- _Work instructions_: Print every record below exactly as written.

- _Data for review_:
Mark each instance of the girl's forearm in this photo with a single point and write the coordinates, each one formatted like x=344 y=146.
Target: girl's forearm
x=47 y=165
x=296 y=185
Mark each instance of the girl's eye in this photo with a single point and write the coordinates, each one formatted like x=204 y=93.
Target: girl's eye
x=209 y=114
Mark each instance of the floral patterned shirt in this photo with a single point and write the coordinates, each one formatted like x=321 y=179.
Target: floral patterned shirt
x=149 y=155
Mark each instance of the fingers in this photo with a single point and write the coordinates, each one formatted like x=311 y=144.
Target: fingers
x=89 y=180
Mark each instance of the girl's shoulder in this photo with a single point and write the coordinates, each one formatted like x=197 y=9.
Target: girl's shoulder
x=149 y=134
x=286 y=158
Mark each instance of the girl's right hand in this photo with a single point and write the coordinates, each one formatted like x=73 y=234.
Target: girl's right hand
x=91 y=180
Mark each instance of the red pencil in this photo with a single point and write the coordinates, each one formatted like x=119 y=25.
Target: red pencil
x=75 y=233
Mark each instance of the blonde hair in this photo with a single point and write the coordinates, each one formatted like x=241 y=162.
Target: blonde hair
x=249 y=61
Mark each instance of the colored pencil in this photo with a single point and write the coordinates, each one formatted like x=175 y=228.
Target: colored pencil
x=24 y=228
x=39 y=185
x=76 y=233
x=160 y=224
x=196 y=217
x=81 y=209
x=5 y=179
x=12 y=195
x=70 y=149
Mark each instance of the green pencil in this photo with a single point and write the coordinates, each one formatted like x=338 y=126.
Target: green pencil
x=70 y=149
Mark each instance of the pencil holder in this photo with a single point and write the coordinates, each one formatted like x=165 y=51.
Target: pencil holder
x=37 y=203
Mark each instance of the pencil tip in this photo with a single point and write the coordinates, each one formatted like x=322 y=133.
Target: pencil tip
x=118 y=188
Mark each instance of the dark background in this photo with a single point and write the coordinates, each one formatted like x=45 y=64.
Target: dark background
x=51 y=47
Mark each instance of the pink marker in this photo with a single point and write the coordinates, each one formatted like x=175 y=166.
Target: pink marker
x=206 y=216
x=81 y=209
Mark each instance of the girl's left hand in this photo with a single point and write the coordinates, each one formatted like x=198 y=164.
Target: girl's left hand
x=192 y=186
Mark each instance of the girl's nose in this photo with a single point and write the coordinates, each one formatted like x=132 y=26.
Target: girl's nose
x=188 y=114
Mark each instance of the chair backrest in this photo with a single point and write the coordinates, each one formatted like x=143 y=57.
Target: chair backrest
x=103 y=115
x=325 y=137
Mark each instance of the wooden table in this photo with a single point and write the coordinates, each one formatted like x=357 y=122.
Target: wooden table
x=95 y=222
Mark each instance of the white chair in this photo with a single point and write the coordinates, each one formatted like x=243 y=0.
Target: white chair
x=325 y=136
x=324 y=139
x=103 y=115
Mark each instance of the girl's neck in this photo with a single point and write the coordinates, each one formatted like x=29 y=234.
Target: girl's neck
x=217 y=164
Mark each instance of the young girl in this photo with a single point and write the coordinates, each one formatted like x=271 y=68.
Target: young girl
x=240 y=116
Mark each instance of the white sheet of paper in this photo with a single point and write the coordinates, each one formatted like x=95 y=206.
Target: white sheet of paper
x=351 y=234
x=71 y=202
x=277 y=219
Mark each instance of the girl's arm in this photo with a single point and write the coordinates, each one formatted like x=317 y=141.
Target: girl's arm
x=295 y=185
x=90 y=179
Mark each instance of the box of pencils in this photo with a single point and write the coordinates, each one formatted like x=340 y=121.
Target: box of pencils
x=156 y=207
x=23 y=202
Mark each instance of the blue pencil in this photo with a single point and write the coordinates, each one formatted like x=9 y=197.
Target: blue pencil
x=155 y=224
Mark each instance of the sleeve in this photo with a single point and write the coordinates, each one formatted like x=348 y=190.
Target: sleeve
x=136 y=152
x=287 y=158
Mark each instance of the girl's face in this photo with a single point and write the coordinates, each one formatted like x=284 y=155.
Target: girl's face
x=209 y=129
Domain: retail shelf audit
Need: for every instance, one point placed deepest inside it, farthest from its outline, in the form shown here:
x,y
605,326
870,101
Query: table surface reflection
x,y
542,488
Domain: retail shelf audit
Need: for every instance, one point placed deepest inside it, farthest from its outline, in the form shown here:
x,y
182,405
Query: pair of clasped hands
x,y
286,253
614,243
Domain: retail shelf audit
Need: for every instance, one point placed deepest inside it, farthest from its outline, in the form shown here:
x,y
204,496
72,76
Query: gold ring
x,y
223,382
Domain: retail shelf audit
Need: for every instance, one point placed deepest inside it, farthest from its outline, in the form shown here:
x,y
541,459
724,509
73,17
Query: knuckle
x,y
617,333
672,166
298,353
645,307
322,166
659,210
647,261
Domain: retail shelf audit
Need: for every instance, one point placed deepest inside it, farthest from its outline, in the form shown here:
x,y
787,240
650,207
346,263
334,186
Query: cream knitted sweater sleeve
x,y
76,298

- _Response_:
Mark each instance of the girl's forearm in this photo with a single point and write the coordinates, each one formatted like x=344 y=146.
Target: girl's forearm
x=47 y=165
x=296 y=185
Mark each instance of the girl's eye in this photo with a single point and write the coordinates, each one formatted like x=204 y=93.
Target: girl's eye
x=209 y=114
Mark each instance of the floral patterned shirt in this photo with a single point and write the coordinates, each one formatted like x=321 y=179.
Target: floral patterned shirt
x=149 y=155
Mark each instance of the fingers in this photo with a single point and write the coordinates, each one formatted like x=311 y=144.
Target: fingers
x=89 y=180
Mark each instance of the girl's shoulder in this photo with a single point and write the coordinates, each one formatted like x=197 y=9.
Target: girl's shoulder
x=149 y=134
x=286 y=158
Mark each instance of the girl's right hand in this photo with a single point and write the coordinates, each one formatted like x=73 y=234.
Target: girl's right hand
x=91 y=180
Mark each instance of the red pencil in this photo with a single point and write the coordinates, each one formatted like x=119 y=25.
Target: red pencil
x=75 y=233
Mark each instance of the blonde hair in this photo with a single point and write the coordinates, each one formatted like x=241 y=162.
Target: blonde hair
x=249 y=61
Mark each instance of the colored pencil in this photo with a single point and write the coordinates, each one formatted like x=175 y=228.
Target: colored pencil
x=24 y=228
x=39 y=185
x=76 y=233
x=160 y=224
x=196 y=217
x=81 y=209
x=5 y=179
x=12 y=195
x=70 y=149
Mark each instance of the green pencil in this photo with a single point and write the coordinates, each one formatted like x=338 y=126.
Target: green pencil
x=70 y=149
Mark each instance of the pencil holder in this photo with a single point and write the coordinates, each one formatted like x=165 y=51.
Target: pencil holder
x=37 y=203
Mark each instance of the pencil tip in this photo with a single point and write the coordinates, each one formatted like x=322 y=133.
Target: pencil tip
x=118 y=188
Mark each instance of the dark background in this photo with a single point and write the coordinates, each one formatted like x=45 y=64.
Target: dark background
x=51 y=47
Mark each instance of the pink marker in this photo with a single point and write the coordinates, each one formatted like x=175 y=166.
Target: pink marker
x=206 y=216
x=81 y=209
Mark each instance of the girl's left hand in this photo with a single point and write the coordinates, each one formatted like x=198 y=164.
Target: girl's left hand
x=192 y=186
Mark each instance of the girl's nose in this photo with a single point and write the coordinates, each one formatted like x=132 y=26.
Target: girl's nose
x=188 y=114
Mark each instance of the chair backrest in this photo with a single point and write the coordinates, each one formatted like x=143 y=57.
Target: chair backrest
x=103 y=115
x=325 y=137
Mark each instance of the wooden table in this photo with a single point and write the coordinates, each one formatted like x=357 y=122.
Target: wooden table
x=95 y=222
Mark each instance of the white chair in this photo with a single point and write the coordinates, each one formatted like x=243 y=0.
Target: white chair
x=325 y=136
x=324 y=139
x=103 y=115
Mark each instance of the girl's neck in this photo with a single point and write the coordinates, each one formatted like x=29 y=234.
Target: girl's neck
x=217 y=164
Mark each instance of the young girl in this photo with a single point and write the coordinates, each one formatted like x=271 y=68.
Target: young girl
x=240 y=116
Mark each instance of the white sheet of paper in this photo with a single point and write the coordinates, each one formatted like x=95 y=206.
Target: white sheet of paper
x=351 y=234
x=71 y=202
x=277 y=219
Mark each instance of the girl's arm in this photo with a single point and write the coordinates, each one formatted like x=317 y=141.
Target: girl's arm
x=295 y=185
x=90 y=179
Mark each instance of the box of pencils in this photo with a single point and write the coordinates, each one formatted like x=340 y=121.
Target: box of pencils
x=156 y=207
x=23 y=202
Mark each instance of the blue pencil in this photo with a single point and write the coordinates, each one formatted like x=9 y=197.
Target: blue pencil
x=155 y=224
Mark each instance of the sleeve in this photo with a single point and write the coordinates, each one formatted like x=348 y=190.
Target: sleeve
x=136 y=152
x=287 y=158
Mark each instance of the girl's face in this photo with a single point and write the coordinates, each one formatted like x=284 y=155.
Target: girl's face
x=209 y=129
Domain: retail shelf audit
Need: for every instance, one point placed deepest inside it, farthest from its outline, in the form shown here:
x,y
605,326
870,101
Query: table surface reflection
x,y
542,488
Domain: retail shelf audit
Need: for every instance, one point placed deepest inside it, farthest from its outline, in the form shown here:
x,y
182,405
Query: pair of clasped hands
x,y
286,253
614,243
Domain: retail shelf audit
Need: for every instance, one point placed deepest inside it, farthest from its outline, in the form shown here:
x,y
204,496
72,76
Query: gold ring
x,y
223,382
Domain: retail shelf audit
Need: for every instance, one point placed deepest inside it, farthest from its outline, in the form shown here:
x,y
541,459
724,509
73,17
Query: knuckle
x,y
617,333
672,166
298,353
645,307
322,166
659,210
647,261
Domain: retail shelf audit
Need: for every instance, one point placed deepest inside it, farthest from its outline, in the form shown here:
x,y
787,240
650,207
346,263
334,186
Query: cream knitted sweater sleeve
x,y
76,298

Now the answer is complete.